**Document segment:**
Thirteen Cats on the Hot Gabled Roof (2004), also known as Sizdah gorbe roye shirvani, is a Persian film directed by Ali Abdolali Zadeh. It was written by Ali Abdolali Zadeh, Farzaneh Shabani, and Majid Farazmand, and produced by Yousef Samadzadeh. The film won the 22nd Fajr International Film Festival (FIFF) Award.

Synopsis 
On a planet called Samurai, an important King makes a pact with the Devil. In return for his fertility, the King gives the Devil permission to choose a husband for his first-born daughter. When the King's daughter grows up, the Devil chooses a weak man as her husband. The King, along with all his daughters, 
is then cursed to become a cat, except for his youngest, Oudeka. In a quest for power and with a desire to reclaim her kingdom, Oudeka flees to Earth, escaping from the Devil. Several years later, Oudeka sends an agent named Ramu to planet Samurai to find her oldest sister and her fiancé to defeat their enemy.

**Data shown:**
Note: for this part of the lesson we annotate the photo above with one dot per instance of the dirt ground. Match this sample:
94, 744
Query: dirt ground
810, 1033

**Goal of the exercise:**
Return, word for word, the portion of the text on Thirteen Cats on the Hot Gabled Roof starting with "Thirteen Cats on" and going on through "Festival (FIFF) Award.".

**Result below:**
Thirteen Cats on the Hot Gabled Roof (2004), also known as Sizdah gorbe roye shirvani, is a Persian film directed by Ali Abdolali Zadeh. It was written by Ali Abdolali Zadeh, Farzaneh Shabani, and Majid Farazmand, and produced by Yousef Samadzadeh. The film won the 22nd Fajr International Film Festival (FIFF) Award.